=== TEXTO PROPORCIONADO ===
------------------------------------------------------------

Hay que dar gracias a Dios, entonces…

1) Gracias por los pecados que hemos cometido: porque al final de cuentas, como dice San Agustín, todo ayuda para el bien de los que aman a Dios, incluso nuestros pecados. Han sido ellos los que muchas veces han permitido darnos cuenta de nuestra fragilidad, de nuestras miserias y de cuánto necesitamos de la misericordia divina.

Hasta deberíamos dar gracias a Dios por las veces que hemos estado en pecado y Dios nos ha recibido en la confesión, manteniéndonos con vida hasta ese momento, sabiendo que el Señor no deniega la gracia a quien se lo pide, ya que, como dice el Salmista, “un corazón quebrantado y humillado, tú no lo desprecias Señor” (Sal 50).

2) Gracias por las enfermedades que nos ha mandado: ya sea a nosotros o a nuestros seres queridos; la enfermedad nos ha permitido sufrir con paciencia, cumplir con nuestros padres, hermanos parientes, visitándolos y compadeciéndonos de los dolores del cuerpo…; es aquello que le preguntaron a Nuestro Señor al ver pasar a un hombre ciego de nacimiento: “«Rabbí, ¿quién pecó, él o sus padres, para que haya nacido ciego?». Respondió Jesús: «Ni él pecó ni sus padres; es para que se manifiesten en él las obras de Dios» (Jn 9, 2-3).

------------------------------------------------------------

[Datos para señalar regiones]
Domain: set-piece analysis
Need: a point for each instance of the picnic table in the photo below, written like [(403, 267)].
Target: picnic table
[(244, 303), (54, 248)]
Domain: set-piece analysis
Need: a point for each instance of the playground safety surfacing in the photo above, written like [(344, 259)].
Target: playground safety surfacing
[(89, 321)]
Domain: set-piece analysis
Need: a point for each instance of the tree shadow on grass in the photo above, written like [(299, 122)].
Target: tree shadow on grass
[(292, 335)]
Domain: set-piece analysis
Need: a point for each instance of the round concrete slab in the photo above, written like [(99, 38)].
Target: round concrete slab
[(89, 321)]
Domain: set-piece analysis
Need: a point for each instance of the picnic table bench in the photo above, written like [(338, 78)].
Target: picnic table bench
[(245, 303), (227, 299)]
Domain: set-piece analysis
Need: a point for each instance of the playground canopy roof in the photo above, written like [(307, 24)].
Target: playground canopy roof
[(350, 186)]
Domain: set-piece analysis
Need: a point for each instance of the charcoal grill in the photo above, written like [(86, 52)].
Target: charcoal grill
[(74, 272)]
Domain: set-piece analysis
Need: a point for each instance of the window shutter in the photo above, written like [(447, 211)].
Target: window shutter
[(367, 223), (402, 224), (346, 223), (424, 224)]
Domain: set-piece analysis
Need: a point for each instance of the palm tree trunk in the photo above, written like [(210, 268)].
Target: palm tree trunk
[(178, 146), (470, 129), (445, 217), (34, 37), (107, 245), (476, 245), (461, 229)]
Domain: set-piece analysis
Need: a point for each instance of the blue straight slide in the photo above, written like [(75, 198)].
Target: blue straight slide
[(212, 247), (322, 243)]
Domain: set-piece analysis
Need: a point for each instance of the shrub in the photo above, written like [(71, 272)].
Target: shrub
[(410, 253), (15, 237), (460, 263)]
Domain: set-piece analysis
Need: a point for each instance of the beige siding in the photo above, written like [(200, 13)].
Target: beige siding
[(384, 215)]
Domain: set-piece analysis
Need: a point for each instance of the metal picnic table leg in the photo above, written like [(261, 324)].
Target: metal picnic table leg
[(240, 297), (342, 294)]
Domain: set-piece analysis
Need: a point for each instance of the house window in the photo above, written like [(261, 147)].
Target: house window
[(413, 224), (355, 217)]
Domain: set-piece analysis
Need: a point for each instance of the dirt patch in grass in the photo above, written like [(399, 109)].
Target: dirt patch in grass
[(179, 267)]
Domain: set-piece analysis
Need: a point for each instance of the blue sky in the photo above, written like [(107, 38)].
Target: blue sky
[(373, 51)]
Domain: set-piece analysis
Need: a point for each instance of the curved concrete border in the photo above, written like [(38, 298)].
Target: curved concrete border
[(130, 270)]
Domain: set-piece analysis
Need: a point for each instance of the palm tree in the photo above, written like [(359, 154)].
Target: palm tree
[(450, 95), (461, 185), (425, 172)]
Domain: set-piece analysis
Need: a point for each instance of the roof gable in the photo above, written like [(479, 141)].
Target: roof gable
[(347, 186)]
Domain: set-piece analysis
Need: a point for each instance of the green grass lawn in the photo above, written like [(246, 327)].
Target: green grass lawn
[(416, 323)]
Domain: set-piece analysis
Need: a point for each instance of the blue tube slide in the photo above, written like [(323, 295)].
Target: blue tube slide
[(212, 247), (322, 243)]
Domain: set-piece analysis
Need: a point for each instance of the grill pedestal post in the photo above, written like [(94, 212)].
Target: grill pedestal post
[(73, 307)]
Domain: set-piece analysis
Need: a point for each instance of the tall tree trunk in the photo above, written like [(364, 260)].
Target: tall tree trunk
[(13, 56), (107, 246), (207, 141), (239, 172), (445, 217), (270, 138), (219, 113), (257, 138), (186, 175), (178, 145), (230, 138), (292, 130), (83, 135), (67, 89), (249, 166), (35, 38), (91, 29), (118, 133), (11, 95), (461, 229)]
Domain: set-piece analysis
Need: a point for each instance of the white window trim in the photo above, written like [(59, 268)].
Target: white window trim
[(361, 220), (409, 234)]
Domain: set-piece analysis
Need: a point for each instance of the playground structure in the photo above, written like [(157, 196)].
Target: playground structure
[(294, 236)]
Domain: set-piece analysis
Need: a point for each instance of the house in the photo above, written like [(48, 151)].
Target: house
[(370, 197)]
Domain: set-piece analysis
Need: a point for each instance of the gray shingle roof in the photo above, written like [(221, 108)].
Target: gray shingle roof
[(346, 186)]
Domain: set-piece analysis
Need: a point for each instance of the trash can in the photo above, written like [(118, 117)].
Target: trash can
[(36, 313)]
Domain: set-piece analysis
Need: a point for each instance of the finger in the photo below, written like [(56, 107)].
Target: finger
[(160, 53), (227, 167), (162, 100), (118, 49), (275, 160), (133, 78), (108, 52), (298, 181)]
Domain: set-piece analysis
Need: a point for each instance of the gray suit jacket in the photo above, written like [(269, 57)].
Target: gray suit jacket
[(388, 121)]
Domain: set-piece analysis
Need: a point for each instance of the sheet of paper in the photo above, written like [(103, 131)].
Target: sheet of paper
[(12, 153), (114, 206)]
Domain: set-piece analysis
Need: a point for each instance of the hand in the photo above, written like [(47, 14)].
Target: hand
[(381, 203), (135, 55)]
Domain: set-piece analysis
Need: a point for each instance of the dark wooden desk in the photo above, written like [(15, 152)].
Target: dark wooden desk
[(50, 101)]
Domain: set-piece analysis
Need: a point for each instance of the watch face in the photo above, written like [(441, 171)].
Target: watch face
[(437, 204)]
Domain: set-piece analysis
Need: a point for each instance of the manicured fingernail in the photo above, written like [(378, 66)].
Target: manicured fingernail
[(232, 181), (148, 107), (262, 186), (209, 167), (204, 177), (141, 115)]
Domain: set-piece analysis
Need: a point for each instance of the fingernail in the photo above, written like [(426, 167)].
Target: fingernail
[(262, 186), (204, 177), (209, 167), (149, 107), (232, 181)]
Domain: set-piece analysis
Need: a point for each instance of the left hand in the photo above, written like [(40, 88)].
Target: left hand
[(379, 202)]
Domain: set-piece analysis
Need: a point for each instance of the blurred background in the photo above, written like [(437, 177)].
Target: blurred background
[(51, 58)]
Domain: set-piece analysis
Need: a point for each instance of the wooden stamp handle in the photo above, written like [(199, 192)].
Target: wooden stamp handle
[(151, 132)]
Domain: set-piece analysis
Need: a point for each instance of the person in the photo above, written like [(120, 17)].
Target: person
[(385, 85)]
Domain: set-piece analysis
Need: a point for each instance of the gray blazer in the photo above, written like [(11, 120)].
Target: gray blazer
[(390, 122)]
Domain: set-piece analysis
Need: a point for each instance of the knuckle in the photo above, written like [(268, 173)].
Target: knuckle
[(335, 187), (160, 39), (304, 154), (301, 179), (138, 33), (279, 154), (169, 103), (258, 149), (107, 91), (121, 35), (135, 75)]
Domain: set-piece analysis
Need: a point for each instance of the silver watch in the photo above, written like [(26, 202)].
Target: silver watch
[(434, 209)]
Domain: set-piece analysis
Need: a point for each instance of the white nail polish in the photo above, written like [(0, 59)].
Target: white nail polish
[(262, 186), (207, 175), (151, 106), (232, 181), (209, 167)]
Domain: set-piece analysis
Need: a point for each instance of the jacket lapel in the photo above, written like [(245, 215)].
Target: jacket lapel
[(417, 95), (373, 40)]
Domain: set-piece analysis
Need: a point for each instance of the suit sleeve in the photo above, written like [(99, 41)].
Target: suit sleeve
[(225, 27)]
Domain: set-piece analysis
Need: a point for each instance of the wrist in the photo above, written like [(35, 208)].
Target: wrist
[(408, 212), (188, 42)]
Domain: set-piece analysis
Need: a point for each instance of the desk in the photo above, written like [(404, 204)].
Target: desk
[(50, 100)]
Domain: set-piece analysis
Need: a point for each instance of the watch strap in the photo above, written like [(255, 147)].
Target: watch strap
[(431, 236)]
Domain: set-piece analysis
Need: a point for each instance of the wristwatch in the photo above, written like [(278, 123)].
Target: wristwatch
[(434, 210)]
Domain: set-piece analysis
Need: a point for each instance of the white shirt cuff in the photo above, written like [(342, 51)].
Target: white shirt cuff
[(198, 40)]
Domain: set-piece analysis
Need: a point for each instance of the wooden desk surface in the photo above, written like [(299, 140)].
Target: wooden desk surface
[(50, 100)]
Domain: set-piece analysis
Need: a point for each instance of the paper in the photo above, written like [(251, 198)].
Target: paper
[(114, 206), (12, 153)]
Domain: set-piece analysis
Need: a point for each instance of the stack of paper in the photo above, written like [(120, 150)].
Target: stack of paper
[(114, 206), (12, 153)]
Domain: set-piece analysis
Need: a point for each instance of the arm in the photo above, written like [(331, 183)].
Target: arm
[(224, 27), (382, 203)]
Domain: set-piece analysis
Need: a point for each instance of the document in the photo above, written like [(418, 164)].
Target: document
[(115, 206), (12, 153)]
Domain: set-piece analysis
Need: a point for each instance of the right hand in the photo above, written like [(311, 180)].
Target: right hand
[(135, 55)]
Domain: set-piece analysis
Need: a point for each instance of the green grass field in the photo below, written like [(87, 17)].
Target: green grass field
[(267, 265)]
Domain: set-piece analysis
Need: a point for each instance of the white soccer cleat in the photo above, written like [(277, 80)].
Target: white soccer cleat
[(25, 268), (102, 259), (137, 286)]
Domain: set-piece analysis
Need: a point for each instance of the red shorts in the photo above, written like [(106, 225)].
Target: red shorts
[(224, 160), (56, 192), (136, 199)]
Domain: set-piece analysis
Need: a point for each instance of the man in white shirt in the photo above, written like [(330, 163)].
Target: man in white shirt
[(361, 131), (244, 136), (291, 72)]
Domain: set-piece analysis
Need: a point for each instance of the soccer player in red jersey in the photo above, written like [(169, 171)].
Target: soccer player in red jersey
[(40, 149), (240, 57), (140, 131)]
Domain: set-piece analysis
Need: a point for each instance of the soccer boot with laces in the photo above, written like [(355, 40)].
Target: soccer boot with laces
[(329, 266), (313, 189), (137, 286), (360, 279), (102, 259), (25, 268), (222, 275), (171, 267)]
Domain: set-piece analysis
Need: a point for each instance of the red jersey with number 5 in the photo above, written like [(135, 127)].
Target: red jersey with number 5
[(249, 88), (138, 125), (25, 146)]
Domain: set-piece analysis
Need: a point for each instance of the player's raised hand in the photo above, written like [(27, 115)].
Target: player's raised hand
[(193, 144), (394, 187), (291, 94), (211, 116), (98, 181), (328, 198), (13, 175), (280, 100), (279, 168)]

------------------------------------------------------------

=== ENUNCIADO DEL EJERCICIO ===
Transcribe el fragmento del texto sobre dar gracias a Dios desde "1) Gracias por" hasta "la misericordia divina.", ambos incluidos.

=== SOLUCIÓN DEL PROBLEMA ===
1) Gracias por los pecados que hemos cometido: porque al final de cuentas, como dice San Agustín, todo ayuda para el bien de los que aman a Dios, incluso nuestros pecados. Han sido ellos los que muchas veces han permitido darnos cuenta de nuestra fragilidad, de nuestras miserias y de cuánto necesitamos de la misericordia divina.